_TASK BRIEF_:
Write out all entries word for word.

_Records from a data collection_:
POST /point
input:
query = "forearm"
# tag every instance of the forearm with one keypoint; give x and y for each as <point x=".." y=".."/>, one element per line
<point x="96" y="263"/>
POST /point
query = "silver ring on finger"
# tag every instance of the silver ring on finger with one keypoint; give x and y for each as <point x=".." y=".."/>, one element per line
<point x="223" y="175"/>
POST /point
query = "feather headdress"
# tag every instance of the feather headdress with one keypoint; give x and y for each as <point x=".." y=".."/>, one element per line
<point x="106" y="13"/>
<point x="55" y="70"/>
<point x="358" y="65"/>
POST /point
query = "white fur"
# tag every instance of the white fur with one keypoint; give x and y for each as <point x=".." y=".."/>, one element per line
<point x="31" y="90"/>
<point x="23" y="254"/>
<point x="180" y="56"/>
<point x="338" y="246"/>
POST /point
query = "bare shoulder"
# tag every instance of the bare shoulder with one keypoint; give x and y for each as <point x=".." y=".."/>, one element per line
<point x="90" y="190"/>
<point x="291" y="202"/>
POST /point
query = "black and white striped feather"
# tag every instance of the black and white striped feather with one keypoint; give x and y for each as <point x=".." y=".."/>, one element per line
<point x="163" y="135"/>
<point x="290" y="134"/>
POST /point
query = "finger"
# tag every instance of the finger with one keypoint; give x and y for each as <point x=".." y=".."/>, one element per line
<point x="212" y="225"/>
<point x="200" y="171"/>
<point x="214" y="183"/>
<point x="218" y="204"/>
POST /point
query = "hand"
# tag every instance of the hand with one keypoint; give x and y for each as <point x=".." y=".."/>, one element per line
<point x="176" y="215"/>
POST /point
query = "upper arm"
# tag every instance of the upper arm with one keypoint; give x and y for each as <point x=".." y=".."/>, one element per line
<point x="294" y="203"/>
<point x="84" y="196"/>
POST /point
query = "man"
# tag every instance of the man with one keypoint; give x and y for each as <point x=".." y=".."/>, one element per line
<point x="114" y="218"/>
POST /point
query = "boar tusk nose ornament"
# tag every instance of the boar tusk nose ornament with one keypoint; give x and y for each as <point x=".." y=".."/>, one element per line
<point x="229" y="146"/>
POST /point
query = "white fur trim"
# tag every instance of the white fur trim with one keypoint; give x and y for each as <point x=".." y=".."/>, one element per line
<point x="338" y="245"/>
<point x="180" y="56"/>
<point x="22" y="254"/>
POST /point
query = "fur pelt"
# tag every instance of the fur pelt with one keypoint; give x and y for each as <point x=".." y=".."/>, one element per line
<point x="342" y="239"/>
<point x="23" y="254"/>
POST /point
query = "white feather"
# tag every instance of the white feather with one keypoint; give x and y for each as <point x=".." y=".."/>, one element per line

_ANSWER AREA_:
POST /point
input:
query = "forearm"
# tag every instance of the forearm with one keypoint; give x and y for each as <point x=".." y=".."/>, one element per line
<point x="96" y="263"/>
POST /point
query = "silver ring on finger"
# tag every instance of the silver ring on finger with one keypoint; give x and y for each as <point x=".." y=".."/>, one element per line
<point x="223" y="175"/>
POST /point
query = "feather headdress"
# tag every instance of the feather headdress with one keypoint; give x and y for each as <point x=".." y=".."/>, one element per line
<point x="106" y="13"/>
<point x="55" y="70"/>
<point x="358" y="65"/>
POST /point
query = "white fur"
# tag every instance of the white fur with one keypoint; give x and y for each as <point x=".." y=".."/>, one element per line
<point x="31" y="90"/>
<point x="23" y="254"/>
<point x="180" y="56"/>
<point x="338" y="246"/>
POST /point
query = "bare shoulder"
# tag every instance of the bare shoulder with one keypoint; give x and y for each as <point x=".." y=".."/>, one element per line
<point x="90" y="190"/>
<point x="291" y="202"/>
POST /point
query = "black and white striped feather"
# tag every instance of the black and white striped feather with one keypoint; give x and y for each as <point x=".." y=".."/>, one element per line
<point x="163" y="135"/>
<point x="290" y="134"/>
POST /point
query = "finger"
# tag every instance of the finger with one keypoint; give x and y for each as <point x=".." y=".."/>, one element per line
<point x="212" y="225"/>
<point x="200" y="171"/>
<point x="214" y="183"/>
<point x="218" y="204"/>
POST /point
query = "hand"
# tag every instance of the hand with one keypoint; give x and y for each as <point x=".." y=".."/>, one element per line
<point x="176" y="215"/>
POST /point
query = "upper arm"
# tag every instance of the upper arm with one keypoint; give x and y for each as <point x=".." y=".."/>, one element per line
<point x="294" y="203"/>
<point x="84" y="196"/>
POST /point
query = "man"
# tag every instance of the man with one keypoint; give x and y for each as <point x=".." y=".."/>, one element per line
<point x="114" y="218"/>
POST /point
query = "boar tusk nose ornament"
# tag every instance of the boar tusk nose ornament with one keypoint; give x and y for each as <point x=".." y=".."/>, one element per line
<point x="229" y="146"/>
POST /point
query = "white fur trim"
# tag every instance of the white fur trim with one keypoint; give x and y for each as <point x=".." y=".."/>, one element per line
<point x="338" y="245"/>
<point x="180" y="56"/>
<point x="22" y="254"/>
POST /point
query = "fur pelt"
# tag every instance of the fur pelt with one keypoint; give x and y for each as <point x=".." y=".."/>, one element per line
<point x="342" y="239"/>
<point x="23" y="254"/>
POST /point
query = "white feather"
# tag every instance of the white feather with one keypoint; give x and y for each as <point x=".." y=".."/>, one element per line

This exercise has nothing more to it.